● Text segment
Bad movies are often fun to watch anyway, and most of the people involved with The Chase, including director Arthur Penn, screenwriter Lillian Hellman, and star Marlon Brando, agreed that it was a bad movie. Brando let his opinion show, giving a sluggish performance that validates the old criticism that he mumbled his lines. Hellman had her script taken away and rewritten, and Penn struggled to deal with an ill-conceived project. The chief interest the film generates today is seeing actors like Jane Fonda, Robert Redford, and Robert Duvall on the brink of major stardom. There's a good deal of miscasting, including E.G. Mashall as the boss of a small town that seems to be in Texas or Louisiana. Marshall lacks the ruthless aura that the character needs. Angie Dickinson is wasted as the loving and dutiful wife of the town sheriff played by Brando. And Redford feels out of place in the role of Bubber Reeves, the town bad boy who escapes from prison (it's never quite clear what he did to be sent there) and stirs a manhunt, a lynch mob, and a conflagration in a junkyard. The town itself is a hotbed where everyone sleeps with everyone else's spouse and goes orgiastic on the Saturday night when the news of Bubber's escape breaks. It's a silly and lurid movie, but a little too long to be entertainingly bad.

Sunday, July 12, 2020

The Wild One (Laslo Benedek, 1953)

Mary Murphy and Marlon Brando in The Wild One
Cast: Marlon Brando, Mary Murphy, Robert Keith, Lee Marvin, Jay C. Flippen, Peggy Maley, Hugh Sanders, Ray Teal, John Brown, Will Wright, Robert Osterloh, William Vedder, Yvonne Doughty. Screenplay: John Paxton, based on a story by Frank Rooney. Cinematography: Hal Mohr. Production design: Rudolph Sternad. Film editing: Al Clark. Music: Leith Stevens.

● Tasks for this exercise
a) Using the movie write-up, list each credit given for The Wild One after its cast, with the person named for that job.
b) Reproduce word for word the part of the movie write-up between "The Wild One (Laslo" and "Music: Leith Stevens.", inclusive.

● Given data
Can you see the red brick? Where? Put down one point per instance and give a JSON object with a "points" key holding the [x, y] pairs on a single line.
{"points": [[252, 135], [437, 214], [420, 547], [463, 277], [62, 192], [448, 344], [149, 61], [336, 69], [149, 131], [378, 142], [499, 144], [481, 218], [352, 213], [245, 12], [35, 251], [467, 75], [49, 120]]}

● Answers given
a)
Screenplay: John Paxton, based on a story by Frank Rooney
Cinematography: Hal Mohr
Production design: Rudolph Sternad
Film editing: Al Clark
Music: Leith Stevens

b)
The Wild One (Laslo Benedek, 1953)

Mary Murphy and Marlon Brando in The Wild One
Cast: Marlon Brando, Mary Murphy, Robert Keith, Lee Marvin, Jay C. Flippen, Peggy Maley, Hugh Sanders, Ray Teal, John Brown, Will Wright, Robert Osterloh, William Vedder, Yvonne Doughty. Screenplay: John Paxton, based on a story by Frank Rooney. Cinematography: Hal Mohr. Production design: Rudolph Sternad. Film editing: Al Clark. Music: Leith Stevens.